Friday, July 15, 2011

Foodie Friday: "Dipney" or Barbeque Mopping Sauce

This Foodie Friday is all about the Barbeque. If you're looking for a good mopping sauce, one from 1913 may inspire you to create your own. What is a mopping sauce? It is a sauce that is brushed or 'mopped' on the meat as it barbeques to both season it and keep it moist. Martha McCulloch-Williams in her book Dishes & Beverages of the South, published in 1913, gives a spicy and rich version that her dad made for barbequing meat such as beef, pork, and lamb. Where did the name 'barbeque' come from? According to her,
The viand is said to get its name from the French phrase a barbe d' ecu, from tail to head, signifying that the carcass was cooked whole.
========
» Task set
1: Copy out everything in the barbecue post from "Friday, July 15, 2011" down to "was cooked whole.", word for word.
2: Return every line of the rows below that contains the word "wooden".
========
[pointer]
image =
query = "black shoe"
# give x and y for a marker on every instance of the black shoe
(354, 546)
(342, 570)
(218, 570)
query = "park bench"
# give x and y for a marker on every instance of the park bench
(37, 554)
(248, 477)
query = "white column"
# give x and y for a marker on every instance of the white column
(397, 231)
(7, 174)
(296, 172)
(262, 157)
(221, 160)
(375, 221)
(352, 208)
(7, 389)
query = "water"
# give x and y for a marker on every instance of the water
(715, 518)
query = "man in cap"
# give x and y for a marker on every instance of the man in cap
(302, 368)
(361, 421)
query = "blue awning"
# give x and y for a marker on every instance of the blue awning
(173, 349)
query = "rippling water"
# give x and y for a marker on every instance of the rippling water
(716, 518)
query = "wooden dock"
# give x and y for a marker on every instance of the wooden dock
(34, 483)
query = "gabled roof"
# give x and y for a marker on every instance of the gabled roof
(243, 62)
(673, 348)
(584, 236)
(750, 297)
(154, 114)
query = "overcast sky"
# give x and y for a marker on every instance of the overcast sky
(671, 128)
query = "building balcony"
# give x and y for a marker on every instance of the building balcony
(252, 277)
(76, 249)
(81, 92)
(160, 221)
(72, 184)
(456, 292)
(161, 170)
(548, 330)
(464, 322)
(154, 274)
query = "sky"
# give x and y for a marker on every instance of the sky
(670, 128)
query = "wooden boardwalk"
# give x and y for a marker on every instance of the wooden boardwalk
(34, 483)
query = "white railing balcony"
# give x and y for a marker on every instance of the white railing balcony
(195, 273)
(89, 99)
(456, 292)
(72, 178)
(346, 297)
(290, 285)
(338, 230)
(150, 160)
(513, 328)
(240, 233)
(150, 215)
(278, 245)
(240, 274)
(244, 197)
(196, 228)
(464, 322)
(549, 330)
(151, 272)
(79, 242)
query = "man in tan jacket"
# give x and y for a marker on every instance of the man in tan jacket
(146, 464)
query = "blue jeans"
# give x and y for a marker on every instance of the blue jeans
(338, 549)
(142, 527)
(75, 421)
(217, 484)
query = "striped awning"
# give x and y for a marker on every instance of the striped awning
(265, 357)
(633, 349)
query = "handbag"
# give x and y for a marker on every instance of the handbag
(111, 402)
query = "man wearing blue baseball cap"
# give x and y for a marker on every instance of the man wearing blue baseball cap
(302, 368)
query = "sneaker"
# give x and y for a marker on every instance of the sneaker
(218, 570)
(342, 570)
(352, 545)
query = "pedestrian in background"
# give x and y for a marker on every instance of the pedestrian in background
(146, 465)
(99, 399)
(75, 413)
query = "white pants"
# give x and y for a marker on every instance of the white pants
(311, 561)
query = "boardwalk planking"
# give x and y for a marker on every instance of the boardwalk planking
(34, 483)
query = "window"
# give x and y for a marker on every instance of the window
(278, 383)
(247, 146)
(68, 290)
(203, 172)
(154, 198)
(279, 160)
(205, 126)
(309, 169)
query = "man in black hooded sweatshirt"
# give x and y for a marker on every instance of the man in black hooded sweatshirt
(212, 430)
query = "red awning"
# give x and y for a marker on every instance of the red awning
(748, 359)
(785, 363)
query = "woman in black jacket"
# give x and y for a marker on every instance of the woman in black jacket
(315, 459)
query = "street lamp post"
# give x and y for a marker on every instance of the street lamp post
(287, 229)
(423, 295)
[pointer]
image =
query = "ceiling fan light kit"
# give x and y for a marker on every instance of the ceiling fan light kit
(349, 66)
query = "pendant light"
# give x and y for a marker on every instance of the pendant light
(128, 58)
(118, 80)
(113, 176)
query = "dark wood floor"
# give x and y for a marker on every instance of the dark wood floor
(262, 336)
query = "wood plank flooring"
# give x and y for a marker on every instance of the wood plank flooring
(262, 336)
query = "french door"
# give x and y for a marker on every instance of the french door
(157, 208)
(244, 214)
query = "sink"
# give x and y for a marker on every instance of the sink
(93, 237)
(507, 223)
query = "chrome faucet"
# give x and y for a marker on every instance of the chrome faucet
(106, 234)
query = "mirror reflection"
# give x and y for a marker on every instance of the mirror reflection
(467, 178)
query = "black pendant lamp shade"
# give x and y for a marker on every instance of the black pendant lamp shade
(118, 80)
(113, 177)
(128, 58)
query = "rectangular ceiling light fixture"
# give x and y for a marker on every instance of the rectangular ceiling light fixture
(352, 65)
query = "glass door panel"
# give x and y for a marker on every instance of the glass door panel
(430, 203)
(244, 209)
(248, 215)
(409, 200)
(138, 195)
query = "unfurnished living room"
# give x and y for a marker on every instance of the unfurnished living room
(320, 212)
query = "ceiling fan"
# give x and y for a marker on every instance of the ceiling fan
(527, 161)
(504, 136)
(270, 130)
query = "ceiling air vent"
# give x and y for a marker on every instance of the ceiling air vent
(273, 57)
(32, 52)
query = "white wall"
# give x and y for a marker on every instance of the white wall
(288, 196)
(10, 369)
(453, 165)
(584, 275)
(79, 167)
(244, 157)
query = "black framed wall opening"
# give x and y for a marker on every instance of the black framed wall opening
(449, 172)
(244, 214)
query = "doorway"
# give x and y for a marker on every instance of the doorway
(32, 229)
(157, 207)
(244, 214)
========
» Outputs in order
1:
Friday, July 15, 2011

Foodie Friday: "Dipney" or Barbeque Mopping Sauce

This Foodie Friday is all about the Barbeque. If you're looking for a good mopping sauce, one from 1913 may inspire you to create your own. What is a mopping sauce? It is a sauce that is brushed or 'mopped' on the meat as it barbeques to both season it and keep it moist. Martha McCulloch-Williams in her book Dishes & Beverages of the South, published in 1913, gives a spicy and rich version that her dad made for barbequing meat such as beef, pork, and lamb. Where did the name 'barbeque' come from? According to her,
The viand is said to get its name from the French phrase a barbe d' ecu, from tail to head, signifying that the carcass was cooked whole.

2:
query = "wooden dock"
# give x and y for a marker on every instance of the wooden dock
query = "wooden boardwalk"
# give x and y for a marker on every instance of the wooden boardwalk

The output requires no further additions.